EXCLUSIVE: Muscat paid €120,000 in secret golden handshake

Maltese taxpayers have been billed a hefty €120,000 to pay for a secret golden handshake to disgraced former Prime Minister Joseph Muscat following his premature exit from politics in January 2020, The Shift can exclusively reveal.

After an investigation lasting over a year, which included several Freedom of Information (FOI) requests, The Shift has now established that Muscat, forced to resign after multiple corruption scandals involving his closest colleagues, walked away with a handsome one-time payment, dubbed ‘terminal benefits’, amounting to €120,128.40 – the equivalent of two years of his salary as prime minister.

On top of that, Muscat also continued to bank his parliamentary honoraria until October 2020, when he resigned his seat in parliament.

The OPM, and particularly the Cabinet Office led by former GWU deputy secretary-general Mario Cutajar, has stubbornly refused to divulge any details of the benefits awarded to the disgraced former prime minister and turned down multiple queries from the media as well as various FOI requests. Cutajar justified his refusals with the claim that this type of benefit is dictated by a Cabinet memo drawn up in 2004.

GIVEN PROBLEM – Update the article on Muscat's payout by rewriting it from "EXCLUSIVE: Muscat paid" up to and including "seat in parliament.", with "golden handshake" changed to "severance payment".

PROVIDED INFORMATION –
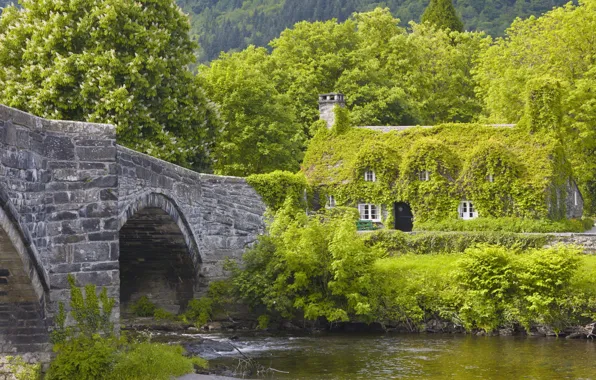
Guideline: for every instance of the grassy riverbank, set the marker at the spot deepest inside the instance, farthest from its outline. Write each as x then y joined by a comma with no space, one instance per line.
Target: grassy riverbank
319,267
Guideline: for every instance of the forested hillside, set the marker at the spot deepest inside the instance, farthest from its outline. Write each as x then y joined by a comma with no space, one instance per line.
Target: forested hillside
222,25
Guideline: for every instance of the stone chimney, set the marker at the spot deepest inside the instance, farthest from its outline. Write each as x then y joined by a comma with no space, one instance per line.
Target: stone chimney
326,104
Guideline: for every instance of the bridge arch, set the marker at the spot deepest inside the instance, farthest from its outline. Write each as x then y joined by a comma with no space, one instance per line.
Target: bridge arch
159,256
24,286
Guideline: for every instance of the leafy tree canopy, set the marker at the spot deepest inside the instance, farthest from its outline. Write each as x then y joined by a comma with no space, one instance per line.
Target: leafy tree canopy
441,13
111,61
231,25
543,72
261,133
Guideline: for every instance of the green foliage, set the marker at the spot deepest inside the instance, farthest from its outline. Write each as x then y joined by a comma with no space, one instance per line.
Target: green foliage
487,276
84,357
89,350
490,178
109,61
199,311
503,288
311,267
22,370
342,120
90,313
544,69
162,314
423,243
261,133
529,172
319,267
277,186
517,225
544,110
391,76
154,361
234,25
264,321
441,14
143,307
435,198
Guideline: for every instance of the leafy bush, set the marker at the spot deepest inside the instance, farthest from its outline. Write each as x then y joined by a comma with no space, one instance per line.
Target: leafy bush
22,370
318,266
487,277
85,358
519,225
312,267
143,307
89,349
199,311
397,242
154,361
162,314
276,186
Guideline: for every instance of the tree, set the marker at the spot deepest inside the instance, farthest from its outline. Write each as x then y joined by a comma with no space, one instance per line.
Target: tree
260,134
111,61
558,45
441,13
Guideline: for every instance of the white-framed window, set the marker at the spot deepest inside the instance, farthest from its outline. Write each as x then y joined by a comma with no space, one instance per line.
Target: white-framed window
467,210
370,176
330,201
370,212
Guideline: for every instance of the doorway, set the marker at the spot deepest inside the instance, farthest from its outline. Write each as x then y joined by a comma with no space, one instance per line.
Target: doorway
402,213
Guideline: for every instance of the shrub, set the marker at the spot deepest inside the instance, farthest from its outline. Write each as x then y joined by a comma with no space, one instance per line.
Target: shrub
487,279
90,350
154,361
22,370
519,225
397,242
276,186
162,314
85,358
143,307
199,311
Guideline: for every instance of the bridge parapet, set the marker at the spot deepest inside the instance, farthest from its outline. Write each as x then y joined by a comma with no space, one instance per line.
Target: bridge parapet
71,199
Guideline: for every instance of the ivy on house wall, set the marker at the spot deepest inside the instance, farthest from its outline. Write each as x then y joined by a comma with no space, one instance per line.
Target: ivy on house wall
277,186
529,171
436,197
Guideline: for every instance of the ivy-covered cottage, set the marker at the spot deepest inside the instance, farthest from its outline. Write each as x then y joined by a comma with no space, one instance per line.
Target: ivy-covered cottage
395,175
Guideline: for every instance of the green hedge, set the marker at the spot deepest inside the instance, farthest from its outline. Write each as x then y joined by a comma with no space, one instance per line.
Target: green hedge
276,186
397,242
507,225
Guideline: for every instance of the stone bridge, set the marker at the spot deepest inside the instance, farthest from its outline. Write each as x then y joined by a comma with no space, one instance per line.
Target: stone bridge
73,202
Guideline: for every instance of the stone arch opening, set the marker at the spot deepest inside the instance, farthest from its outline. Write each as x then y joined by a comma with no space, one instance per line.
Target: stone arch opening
158,255
23,288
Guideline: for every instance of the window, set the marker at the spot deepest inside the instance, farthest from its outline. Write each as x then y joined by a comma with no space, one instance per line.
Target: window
330,201
369,212
467,210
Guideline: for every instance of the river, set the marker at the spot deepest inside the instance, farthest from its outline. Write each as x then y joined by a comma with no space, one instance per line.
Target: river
412,356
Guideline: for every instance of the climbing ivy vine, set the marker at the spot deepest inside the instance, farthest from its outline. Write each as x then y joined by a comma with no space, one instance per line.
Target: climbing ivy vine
504,171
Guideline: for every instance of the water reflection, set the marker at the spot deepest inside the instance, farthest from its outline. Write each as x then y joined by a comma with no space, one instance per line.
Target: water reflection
422,357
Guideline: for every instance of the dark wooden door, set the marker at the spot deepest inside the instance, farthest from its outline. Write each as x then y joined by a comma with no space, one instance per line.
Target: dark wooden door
402,213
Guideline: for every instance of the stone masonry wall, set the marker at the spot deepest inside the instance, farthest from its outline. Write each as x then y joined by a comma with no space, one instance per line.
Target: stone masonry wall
218,216
58,180
67,189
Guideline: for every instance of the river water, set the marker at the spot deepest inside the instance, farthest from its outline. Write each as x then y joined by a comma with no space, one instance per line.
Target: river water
412,356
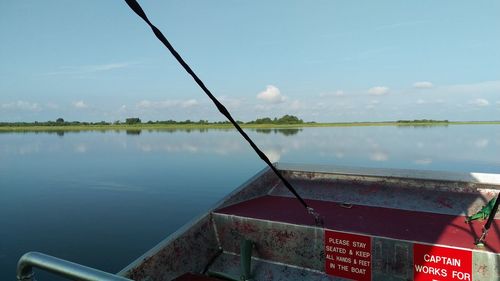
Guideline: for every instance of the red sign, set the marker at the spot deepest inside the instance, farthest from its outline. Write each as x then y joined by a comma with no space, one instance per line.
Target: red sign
348,255
434,263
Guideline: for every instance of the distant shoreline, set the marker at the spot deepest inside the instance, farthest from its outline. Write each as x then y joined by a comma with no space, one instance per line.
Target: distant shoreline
145,126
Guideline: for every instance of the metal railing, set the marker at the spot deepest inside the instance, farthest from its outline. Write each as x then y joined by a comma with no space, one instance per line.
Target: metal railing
64,268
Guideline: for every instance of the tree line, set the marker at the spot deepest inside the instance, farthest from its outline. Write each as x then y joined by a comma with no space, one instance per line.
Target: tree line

RESPONSE –
EXCLUSIVE: Muscat paid €120,000 in secret severance payment

Maltese taxpayers have been billed a hefty €120,000 to pay for a secret severance payment to disgraced former Prime Minister Joseph Muscat following his premature exit from politics in January 2020, The Shift can exclusively reveal.

After an investigation lasting over a year, which included several Freedom of Information (FOI) requests, The Shift has now established that Muscat, forced to resign after multiple corruption scandals involving his closest colleagues, walked away with a handsome one-time payment, dubbed ‘terminal benefits’, amounting to €120,128.40 – the equivalent of two years of his salary as prime minister.

On top of that, Muscat also continued to bank his parliamentary honoraria until October 2020, when he resigned his seat in parliament.